**Task requirements**
Transcribe the material verbatim, starting at its first line and stopping once the line containing "for every instance of the main" has been given; no picture should appear.

**Information given**
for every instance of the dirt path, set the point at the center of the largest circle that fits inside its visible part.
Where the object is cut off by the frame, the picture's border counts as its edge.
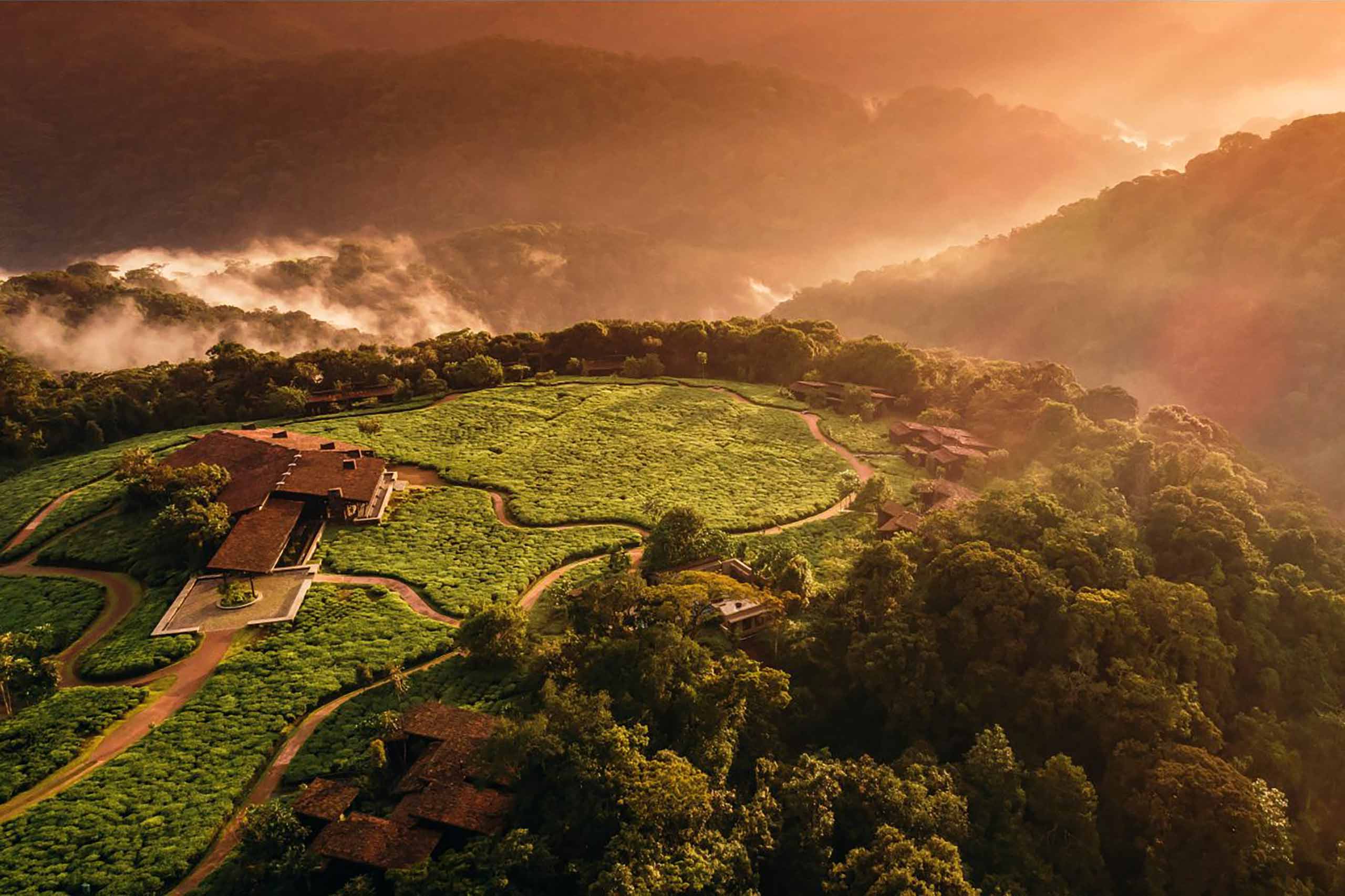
(22, 536)
(270, 782)
(401, 588)
(189, 676)
(536, 590)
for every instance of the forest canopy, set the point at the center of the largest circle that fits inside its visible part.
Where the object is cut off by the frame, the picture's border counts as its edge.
(1218, 287)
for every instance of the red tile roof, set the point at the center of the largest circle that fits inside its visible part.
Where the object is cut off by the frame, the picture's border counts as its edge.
(326, 799)
(296, 440)
(376, 841)
(258, 538)
(320, 471)
(460, 805)
(255, 467)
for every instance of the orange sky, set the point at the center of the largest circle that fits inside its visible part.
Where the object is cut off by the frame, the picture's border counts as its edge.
(1164, 69)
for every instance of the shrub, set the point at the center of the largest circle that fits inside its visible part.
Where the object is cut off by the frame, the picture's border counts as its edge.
(41, 739)
(743, 466)
(142, 820)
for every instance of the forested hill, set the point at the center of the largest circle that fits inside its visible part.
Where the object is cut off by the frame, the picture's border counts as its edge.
(1218, 287)
(206, 149)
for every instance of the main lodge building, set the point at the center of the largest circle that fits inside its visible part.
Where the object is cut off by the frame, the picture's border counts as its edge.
(283, 486)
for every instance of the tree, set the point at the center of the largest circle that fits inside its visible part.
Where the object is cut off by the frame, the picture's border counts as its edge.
(284, 401)
(477, 372)
(646, 368)
(496, 634)
(682, 536)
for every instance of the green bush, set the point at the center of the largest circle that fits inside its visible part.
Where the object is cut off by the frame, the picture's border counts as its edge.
(448, 543)
(139, 822)
(599, 452)
(66, 605)
(128, 650)
(41, 739)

**Written reply**
for every instance of the dirt path, set the point at the center of the largest circle that fits inside its visible part.
Where the object is cut off by the frame, the picture's border counts as its edge.
(22, 536)
(270, 782)
(401, 588)
(189, 676)
(536, 590)
for every instance of the forest canopy, set the point at the center of the largest circle that fits inside its visible part.
Where the object is cut off by the frame, the picture's border counts as its edge.
(1218, 287)
for every instance of the red tile roof, set the point at the center of the largest circle that fits inside its visible part.
Where the object is cut off by the frame, the picture's border counts as its edge.
(326, 799)
(296, 440)
(376, 841)
(258, 538)
(320, 471)
(460, 805)
(255, 467)
for every instance of the orange sky, set the point at the center of the largest circle that fits inside its visible part.
Where the object is cut off by the frame, the picture's border counts as its edge.
(1164, 69)
for every instance of the shrub, set the point at the center of the largest circle that fits inside its visible part.
Where the object is cut off by the frame, the picture's border counts as its edge.
(41, 739)
(743, 466)
(142, 820)
for every instance of the forested hill, set the point at the center of the largest circle that fits inside its visible part.
Where the object is cut off by the frame, the picture's border counts as its edge.
(1218, 287)
(206, 149)
for every instance of the main lodge building, set the point at the center of the largest circle that fits inside its visible part.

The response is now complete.